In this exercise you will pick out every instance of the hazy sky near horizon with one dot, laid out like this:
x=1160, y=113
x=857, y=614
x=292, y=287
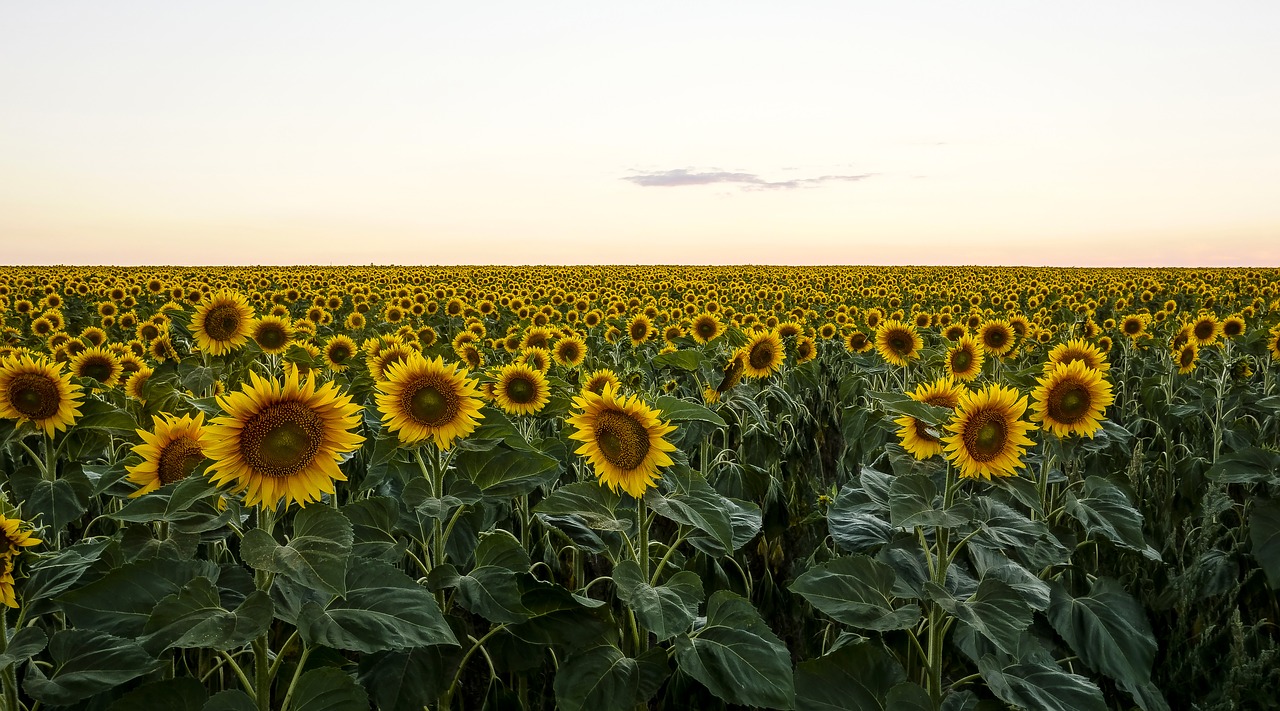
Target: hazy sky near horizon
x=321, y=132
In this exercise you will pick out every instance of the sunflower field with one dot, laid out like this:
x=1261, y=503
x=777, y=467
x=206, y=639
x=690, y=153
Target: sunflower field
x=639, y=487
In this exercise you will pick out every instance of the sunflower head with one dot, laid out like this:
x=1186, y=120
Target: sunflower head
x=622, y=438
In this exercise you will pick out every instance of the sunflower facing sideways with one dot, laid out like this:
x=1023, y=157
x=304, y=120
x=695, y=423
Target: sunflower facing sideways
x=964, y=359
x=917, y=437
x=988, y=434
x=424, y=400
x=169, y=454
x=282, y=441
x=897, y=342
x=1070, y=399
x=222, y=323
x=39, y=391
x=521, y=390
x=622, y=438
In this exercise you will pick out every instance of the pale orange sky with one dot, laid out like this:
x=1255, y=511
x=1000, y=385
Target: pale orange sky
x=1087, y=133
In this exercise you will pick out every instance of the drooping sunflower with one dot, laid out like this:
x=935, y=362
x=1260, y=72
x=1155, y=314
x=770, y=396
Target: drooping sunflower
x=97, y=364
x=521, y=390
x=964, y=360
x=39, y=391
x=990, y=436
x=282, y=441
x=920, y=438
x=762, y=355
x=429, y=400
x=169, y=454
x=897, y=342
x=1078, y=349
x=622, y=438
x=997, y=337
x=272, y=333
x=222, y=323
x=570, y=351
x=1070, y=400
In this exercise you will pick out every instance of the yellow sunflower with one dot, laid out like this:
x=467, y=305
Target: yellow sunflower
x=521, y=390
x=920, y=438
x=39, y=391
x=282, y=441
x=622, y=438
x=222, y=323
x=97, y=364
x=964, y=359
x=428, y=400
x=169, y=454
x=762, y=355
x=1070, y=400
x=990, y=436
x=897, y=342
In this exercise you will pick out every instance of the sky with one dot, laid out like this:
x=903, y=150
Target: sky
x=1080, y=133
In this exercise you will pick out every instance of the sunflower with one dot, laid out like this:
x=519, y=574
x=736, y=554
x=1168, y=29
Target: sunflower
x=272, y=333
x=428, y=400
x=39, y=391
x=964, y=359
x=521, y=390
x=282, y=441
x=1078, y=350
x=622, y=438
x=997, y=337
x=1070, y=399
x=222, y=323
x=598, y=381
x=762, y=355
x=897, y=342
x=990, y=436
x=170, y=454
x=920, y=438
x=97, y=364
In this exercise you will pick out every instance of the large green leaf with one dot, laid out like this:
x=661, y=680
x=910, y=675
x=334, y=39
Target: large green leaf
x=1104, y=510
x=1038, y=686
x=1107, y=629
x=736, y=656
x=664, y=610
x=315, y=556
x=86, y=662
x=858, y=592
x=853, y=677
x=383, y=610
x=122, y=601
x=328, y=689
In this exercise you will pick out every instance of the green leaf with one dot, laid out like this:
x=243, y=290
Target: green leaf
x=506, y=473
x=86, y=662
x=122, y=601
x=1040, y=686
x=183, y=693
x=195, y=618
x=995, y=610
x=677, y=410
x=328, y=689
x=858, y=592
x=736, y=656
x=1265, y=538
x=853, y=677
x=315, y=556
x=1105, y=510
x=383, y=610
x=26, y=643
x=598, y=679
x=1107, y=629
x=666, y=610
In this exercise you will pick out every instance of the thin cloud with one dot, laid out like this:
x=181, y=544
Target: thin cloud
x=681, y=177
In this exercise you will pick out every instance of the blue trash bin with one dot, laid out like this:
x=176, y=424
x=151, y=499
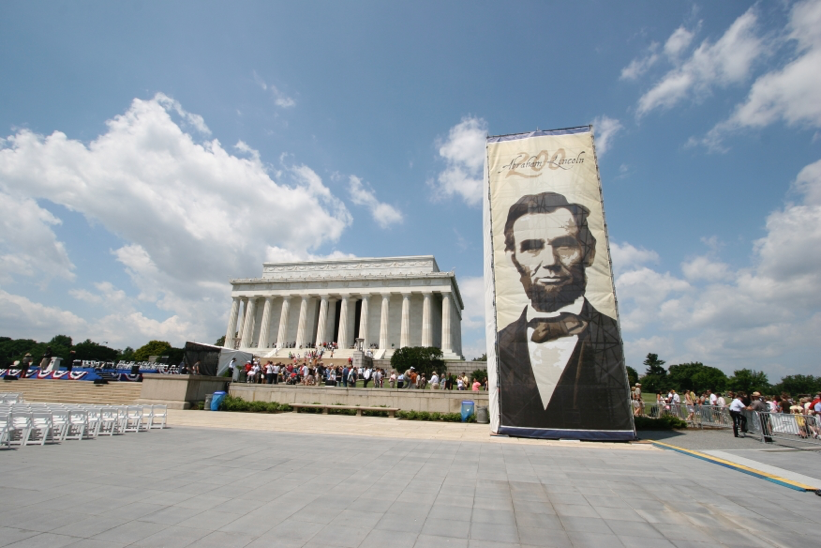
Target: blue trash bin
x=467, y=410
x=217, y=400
┄┄┄┄┄┄┄┄┄┄
§ What is expected:
Retype the listing exactly. Leave out its pictures.

§ Written reply:
In this exercise you will pick out every instance of the hazy sky near horizon with one dot, laid out like this:
x=1160, y=113
x=857, y=614
x=292, y=287
Target: hazy sky near horizon
x=321, y=132
In this exercise you will pick out every instance of the sunflower field with one dot, laid out like this:
x=1261, y=503
x=777, y=467
x=206, y=639
x=690, y=153
Target: sunflower field
x=639, y=487
In this exercise you will pick out every instance of the sunflower head with one dot, laid out like this:
x=1186, y=120
Target: sunflower head
x=622, y=438
In this exercise you will pick out every instance of the sunflower facing sideways with one dot, laid out like this:
x=1023, y=157
x=304, y=120
x=695, y=423
Target: sunflower facing sideways
x=964, y=359
x=917, y=437
x=988, y=434
x=424, y=400
x=169, y=454
x=282, y=441
x=897, y=342
x=1070, y=399
x=222, y=323
x=39, y=391
x=521, y=390
x=622, y=438
In this exercise you will pick out every instance of the pale orange sky with one dot, laid out like this:
x=1255, y=511
x=1000, y=385
Target: pale orange sky
x=1087, y=133
In this exercise you will pick out every instance of the drooping sunflower with one dot, laid out like this:
x=935, y=362
x=1260, y=72
x=1155, y=314
x=770, y=396
Target: drooping sunflower
x=97, y=364
x=521, y=390
x=964, y=360
x=39, y=391
x=990, y=436
x=282, y=441
x=920, y=438
x=762, y=355
x=429, y=400
x=169, y=454
x=897, y=342
x=1078, y=349
x=622, y=438
x=997, y=337
x=272, y=333
x=222, y=323
x=570, y=351
x=1070, y=400
In this exercise you will pick out every instance of the yellow sunflower with one dot, laid out like this:
x=467, y=305
Target: yellow sunflower
x=521, y=390
x=920, y=438
x=39, y=391
x=282, y=441
x=622, y=438
x=222, y=323
x=97, y=364
x=964, y=359
x=428, y=400
x=169, y=454
x=762, y=355
x=1070, y=400
x=990, y=436
x=897, y=342
In this exercise you will pick out every instance of the sky with one dot, laid out like this:
x=903, y=150
Target: sky
x=1080, y=133
In this exercise you will pick out every instance of the sunflower with one dot, laid out like this:
x=519, y=574
x=736, y=554
x=1168, y=29
Target: sunflower
x=272, y=333
x=428, y=400
x=39, y=391
x=964, y=359
x=521, y=390
x=282, y=441
x=1078, y=350
x=622, y=438
x=997, y=337
x=1070, y=399
x=222, y=323
x=598, y=381
x=762, y=355
x=897, y=342
x=990, y=436
x=170, y=454
x=920, y=438
x=97, y=364
In this exercise you will pick out every instance of the large green leaf with one dot, laid out like this:
x=661, y=680
x=910, y=675
x=334, y=39
Target: large green leaf
x=1104, y=510
x=1038, y=686
x=1107, y=629
x=736, y=656
x=664, y=610
x=315, y=556
x=86, y=662
x=858, y=592
x=853, y=677
x=383, y=610
x=122, y=601
x=328, y=689
In this exercise you will pick out every instance of the green leaf with one dot, laid out like this:
x=243, y=290
Target: green leaf
x=506, y=473
x=86, y=662
x=122, y=601
x=1040, y=686
x=183, y=693
x=195, y=618
x=995, y=610
x=677, y=410
x=328, y=689
x=858, y=592
x=736, y=656
x=1265, y=538
x=853, y=677
x=315, y=556
x=1105, y=510
x=383, y=610
x=26, y=643
x=598, y=679
x=1107, y=629
x=666, y=610
In this exercise you will pick out every instance of the thin cloud with one dot, laid out like this:
x=181, y=544
Target: thin cloud
x=681, y=177
In this exercise you will pick out every instance of the blue trash bin with one dot, laid out like this:
x=176, y=424
x=151, y=499
Target: blue trash bin
x=467, y=410
x=217, y=400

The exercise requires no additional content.